▼

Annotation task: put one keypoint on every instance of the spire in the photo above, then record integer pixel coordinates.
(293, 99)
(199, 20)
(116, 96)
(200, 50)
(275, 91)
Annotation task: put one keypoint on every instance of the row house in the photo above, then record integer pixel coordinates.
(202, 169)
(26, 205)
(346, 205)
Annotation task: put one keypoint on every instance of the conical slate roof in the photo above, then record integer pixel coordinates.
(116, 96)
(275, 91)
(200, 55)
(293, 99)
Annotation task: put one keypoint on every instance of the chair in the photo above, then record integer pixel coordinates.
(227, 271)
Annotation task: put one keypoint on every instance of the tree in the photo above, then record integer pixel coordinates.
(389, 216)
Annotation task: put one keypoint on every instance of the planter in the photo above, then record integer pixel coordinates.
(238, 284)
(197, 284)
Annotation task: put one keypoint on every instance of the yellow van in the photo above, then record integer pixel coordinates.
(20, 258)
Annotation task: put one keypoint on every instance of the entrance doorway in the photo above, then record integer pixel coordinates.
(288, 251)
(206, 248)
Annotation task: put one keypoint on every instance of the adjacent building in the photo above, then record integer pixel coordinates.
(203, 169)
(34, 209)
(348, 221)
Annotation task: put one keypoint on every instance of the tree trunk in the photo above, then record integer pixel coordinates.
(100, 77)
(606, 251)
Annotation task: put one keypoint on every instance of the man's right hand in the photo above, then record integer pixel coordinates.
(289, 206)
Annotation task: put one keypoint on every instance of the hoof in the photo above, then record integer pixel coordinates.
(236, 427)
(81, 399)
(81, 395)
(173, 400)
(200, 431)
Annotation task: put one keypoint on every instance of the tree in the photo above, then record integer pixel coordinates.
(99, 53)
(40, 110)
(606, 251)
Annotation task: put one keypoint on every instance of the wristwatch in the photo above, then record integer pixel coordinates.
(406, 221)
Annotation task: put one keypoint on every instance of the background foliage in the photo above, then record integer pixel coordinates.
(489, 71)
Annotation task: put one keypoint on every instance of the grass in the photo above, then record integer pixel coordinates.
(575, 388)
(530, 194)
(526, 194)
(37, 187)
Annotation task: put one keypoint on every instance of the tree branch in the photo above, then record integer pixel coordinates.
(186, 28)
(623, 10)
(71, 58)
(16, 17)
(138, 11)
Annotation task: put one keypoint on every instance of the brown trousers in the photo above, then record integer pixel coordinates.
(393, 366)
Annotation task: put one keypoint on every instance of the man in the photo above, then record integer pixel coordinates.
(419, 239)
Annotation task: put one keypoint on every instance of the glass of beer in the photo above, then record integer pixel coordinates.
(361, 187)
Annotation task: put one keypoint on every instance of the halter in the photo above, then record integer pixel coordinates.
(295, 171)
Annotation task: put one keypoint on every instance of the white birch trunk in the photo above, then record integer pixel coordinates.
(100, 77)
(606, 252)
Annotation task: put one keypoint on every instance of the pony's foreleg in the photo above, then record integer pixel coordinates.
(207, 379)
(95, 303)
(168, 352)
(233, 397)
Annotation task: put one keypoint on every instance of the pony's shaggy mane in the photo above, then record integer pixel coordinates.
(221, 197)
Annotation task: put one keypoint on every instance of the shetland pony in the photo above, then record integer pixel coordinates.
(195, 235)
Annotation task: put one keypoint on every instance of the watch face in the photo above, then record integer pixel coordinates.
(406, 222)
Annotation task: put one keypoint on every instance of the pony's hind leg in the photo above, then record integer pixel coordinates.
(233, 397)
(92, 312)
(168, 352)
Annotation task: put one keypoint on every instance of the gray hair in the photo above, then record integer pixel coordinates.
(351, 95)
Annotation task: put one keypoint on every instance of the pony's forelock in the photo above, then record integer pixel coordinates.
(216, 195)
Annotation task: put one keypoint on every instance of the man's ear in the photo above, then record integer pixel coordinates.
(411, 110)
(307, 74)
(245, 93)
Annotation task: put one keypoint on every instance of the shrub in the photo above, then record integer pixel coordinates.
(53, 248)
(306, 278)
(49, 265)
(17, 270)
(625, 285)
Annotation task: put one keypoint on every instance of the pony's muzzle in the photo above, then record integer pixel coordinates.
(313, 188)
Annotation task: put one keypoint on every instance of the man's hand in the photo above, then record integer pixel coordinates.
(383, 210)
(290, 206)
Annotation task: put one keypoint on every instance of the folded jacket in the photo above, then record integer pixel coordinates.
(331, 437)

▲

> **What is required**
Copy everything from the line containing "the pony's foreleg" down to the end of the records, swapping "integer pixel coordinates" for "whole-number pixel coordinates" and changing nothing else.

> **Exercise output**
Annotation task: put one keypoint on every instance of the pony's foreleg in the photo above, then record whole-number pixel coordinates.
(207, 379)
(95, 303)
(168, 352)
(233, 397)
Annotation task: put one keypoint on every instance of the pony's shaggy mane in the photo above, then record whole-number pixel coordinates.
(221, 197)
Annotation task: put one keypoint on every instance of the shetland pony in the photo above, then record whole-number pixel coordinates.
(195, 235)
Annotation task: put one keypoint on every instance of the watch face in the photo above, then record whole-number pixel coordinates.
(406, 222)
Annotation task: put one keypoint on every instance of the pony's hind leg in the photo above, then record whole-number pixel coordinates.
(233, 397)
(92, 312)
(168, 352)
Annotation task: put one keypoint on every instance of the gray hair in the photo above, then record whole-number pixel coordinates.
(351, 95)
Annotation task: put one keypoint on every instance of the pony's forelock in the photo above, then record whole-number pixel coordinates.
(216, 195)
Annotation task: put one keypoint on every instance of the man's ear in the photo above, then record whole-number pixel coordinates.
(411, 110)
(307, 74)
(245, 93)
Annotation task: put one keypoint on every instance of the shrub in the photo above, then record whole-number pixel coordinates.
(53, 248)
(306, 278)
(49, 265)
(17, 270)
(625, 285)
Annotation task: put one keypoint on every instance of the pony's muzzle in the photo above, then record whole-number pixel coordinates.
(313, 188)
Annotation task: put one keypoint on every instance of the man's hand in the photo above, then record whole-number pixel coordinates.
(383, 210)
(290, 206)
Annotation task: put one keypoint on every instance of the folded jacket in the photo above, then record whole-number pixel coordinates.
(331, 437)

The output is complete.